THE INPUT
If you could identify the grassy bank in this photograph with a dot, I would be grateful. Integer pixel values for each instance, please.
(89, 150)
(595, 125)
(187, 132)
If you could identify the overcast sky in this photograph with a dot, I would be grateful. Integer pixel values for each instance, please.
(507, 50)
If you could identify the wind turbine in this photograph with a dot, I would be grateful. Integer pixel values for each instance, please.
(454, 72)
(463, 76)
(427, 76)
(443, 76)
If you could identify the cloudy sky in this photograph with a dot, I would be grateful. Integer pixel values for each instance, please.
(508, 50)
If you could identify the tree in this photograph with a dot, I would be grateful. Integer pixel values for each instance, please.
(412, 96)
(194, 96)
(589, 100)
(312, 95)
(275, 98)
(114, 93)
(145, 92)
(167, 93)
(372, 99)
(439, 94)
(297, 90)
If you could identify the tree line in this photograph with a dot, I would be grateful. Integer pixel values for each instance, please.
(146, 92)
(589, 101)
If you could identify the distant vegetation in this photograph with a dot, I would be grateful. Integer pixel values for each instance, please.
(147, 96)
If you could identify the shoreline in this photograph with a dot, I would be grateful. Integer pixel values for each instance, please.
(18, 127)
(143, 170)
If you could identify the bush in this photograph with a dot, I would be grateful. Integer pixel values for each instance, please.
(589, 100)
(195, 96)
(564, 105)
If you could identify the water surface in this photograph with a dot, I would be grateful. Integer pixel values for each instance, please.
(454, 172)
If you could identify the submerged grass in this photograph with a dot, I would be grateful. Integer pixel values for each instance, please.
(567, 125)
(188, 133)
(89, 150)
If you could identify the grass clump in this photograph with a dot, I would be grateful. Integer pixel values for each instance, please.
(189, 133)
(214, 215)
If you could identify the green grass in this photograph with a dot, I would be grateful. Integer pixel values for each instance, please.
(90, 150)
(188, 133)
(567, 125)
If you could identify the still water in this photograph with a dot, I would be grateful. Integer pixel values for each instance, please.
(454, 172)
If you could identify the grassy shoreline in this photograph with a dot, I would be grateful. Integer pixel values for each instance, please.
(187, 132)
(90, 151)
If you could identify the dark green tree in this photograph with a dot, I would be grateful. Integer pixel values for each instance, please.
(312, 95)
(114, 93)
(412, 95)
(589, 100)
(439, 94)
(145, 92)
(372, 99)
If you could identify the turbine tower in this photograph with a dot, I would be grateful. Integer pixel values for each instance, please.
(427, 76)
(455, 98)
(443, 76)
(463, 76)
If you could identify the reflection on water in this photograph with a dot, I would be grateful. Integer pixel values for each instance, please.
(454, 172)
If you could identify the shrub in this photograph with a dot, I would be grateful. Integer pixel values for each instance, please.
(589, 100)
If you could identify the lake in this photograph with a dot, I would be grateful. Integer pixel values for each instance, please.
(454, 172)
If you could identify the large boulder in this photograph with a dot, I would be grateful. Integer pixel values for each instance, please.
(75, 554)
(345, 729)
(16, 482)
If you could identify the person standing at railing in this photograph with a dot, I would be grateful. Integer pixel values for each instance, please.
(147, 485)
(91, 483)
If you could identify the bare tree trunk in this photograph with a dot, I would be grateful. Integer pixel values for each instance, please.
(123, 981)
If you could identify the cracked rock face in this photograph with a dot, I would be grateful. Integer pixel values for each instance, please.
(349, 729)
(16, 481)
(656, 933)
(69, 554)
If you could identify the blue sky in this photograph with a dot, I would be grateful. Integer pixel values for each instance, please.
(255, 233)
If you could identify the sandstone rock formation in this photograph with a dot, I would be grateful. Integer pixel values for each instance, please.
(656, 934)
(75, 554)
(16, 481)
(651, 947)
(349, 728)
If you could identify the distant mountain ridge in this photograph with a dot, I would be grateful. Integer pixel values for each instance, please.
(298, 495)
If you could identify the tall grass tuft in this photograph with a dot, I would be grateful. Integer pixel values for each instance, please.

EXERCISE INSTRUCTIONS
Copy out each record from above, exactly.

FINISHED EXERCISE
If you could identify the grassy bank in this photograph with a dot, I would be grateful. Integer pixel values for each instance, please.
(89, 150)
(595, 125)
(187, 132)
If you could identify the overcast sky in this photograph with a dot, I would be grateful. Integer pixel values for each instance, please.
(507, 50)
If you could identify the wind turbine in this photograph with a dot, I would be grateful. Integer pixel values for each instance, please.
(454, 72)
(463, 76)
(427, 76)
(443, 76)
If you could identify the cloudy sky in this photograph with a dot, I would be grateful. Integer pixel values for each instance, please.
(508, 50)
If you could identify the tree in this photograph with a dot, I would be grateful. Integer pixel values for each instance, please.
(412, 96)
(194, 96)
(589, 100)
(312, 95)
(275, 98)
(114, 93)
(145, 92)
(167, 93)
(372, 99)
(439, 94)
(297, 90)
If you could identify the tree line in this photograph with a dot, I would be grateful. Integer pixel values for each instance, please.
(146, 92)
(589, 101)
If you could identify the distant vegetation in this photograph with a dot, I would be grateful. Integer pixel values for each instance, please.
(147, 96)
If you could identify the shoreline in this photograph with a dot, I would be grateful. Integer pixel values for each instance, please.
(18, 127)
(143, 170)
If you could identify the bush in this photograph with a dot, I would be grateful. Integer pixel values for each instance, please.
(589, 100)
(195, 96)
(564, 105)
If you could identify the water surface in this photograph with a dot, I would be grateful. Integer pixel values for each instance, please.
(454, 172)
If you could identify the submerged grass in this photograph with a dot, I would be grateful. Integer pixel values for each instance, please.
(567, 125)
(188, 133)
(89, 150)
If you could identify the grass clump in this photograph with a dot, I would be grateful. Integer pixel values for each instance, please.
(189, 133)
(214, 215)
If you could identify the green grass in this photograph with a dot, I would be grateful. Integer pixel values for each instance, please.
(90, 150)
(188, 133)
(567, 125)
If you could identify the still water in this photograph with a dot, I would be grateful. Integer pixel values for each instance, please.
(454, 172)
If you could identify the grassy shoreline in this photograph with a dot, I would be grateful. Integer pixel values for each instance, please.
(187, 132)
(90, 151)
If you could identify the dark green tree in this photograph with a dot, I would be grateful. Integer pixel values for each instance, please.
(312, 95)
(114, 93)
(412, 95)
(589, 100)
(439, 94)
(145, 92)
(372, 99)
If you could identify the turbine tower in this photograph with a dot, I would be grateful. Integer pixel values for each instance, please.
(427, 76)
(455, 98)
(443, 76)
(463, 76)
If you could identify the reflection on water in this photograph with a dot, I would be grateful. Integer pixel values for each instance, please.
(454, 172)
If you could identify the shrub in this photograph with a dot, I would be grateful. Integer pixel values for each instance, please.
(589, 100)
If you could identify the lake in this photograph with a dot, I would be grateful. Integer pixel values for each instance, please.
(454, 172)
If you could identify the large boulder in this photograph with a dot, I would be grateful. Integer pixel values for each instance, please.
(75, 554)
(345, 729)
(16, 482)
If you could identify the person standing at railing in this photograph with a dot, I would be grateful. Integer pixel values for each instance, please.
(147, 485)
(91, 483)
If you could identify the bare tree trunk in this photograph with a dot, I would be grateful. Integer pixel values for each instance, please.
(123, 981)
If you could identify the cracked rock face in this photograph with a dot, I would be grateful. Integer pixel values for each instance, please.
(349, 729)
(16, 481)
(656, 933)
(69, 554)
If you could identify the blue sky in this photograph with a dot, I would be grateful. Integer pixel values for each instance, please.
(255, 233)
If you could identify the sandstone rock formation in this photograph with a dot, I would be grateful. Integer pixel values for each instance, please.
(656, 934)
(75, 554)
(16, 481)
(651, 947)
(349, 728)
If you could identify the distant mountain ridge in this photograph with a dot, I would be grateful. Integer pixel values for each instance, please.
(298, 495)
If you could identify the tall grass tuft in this photograph with a dot, I would be grateful. Integer pixel values for each instance, please.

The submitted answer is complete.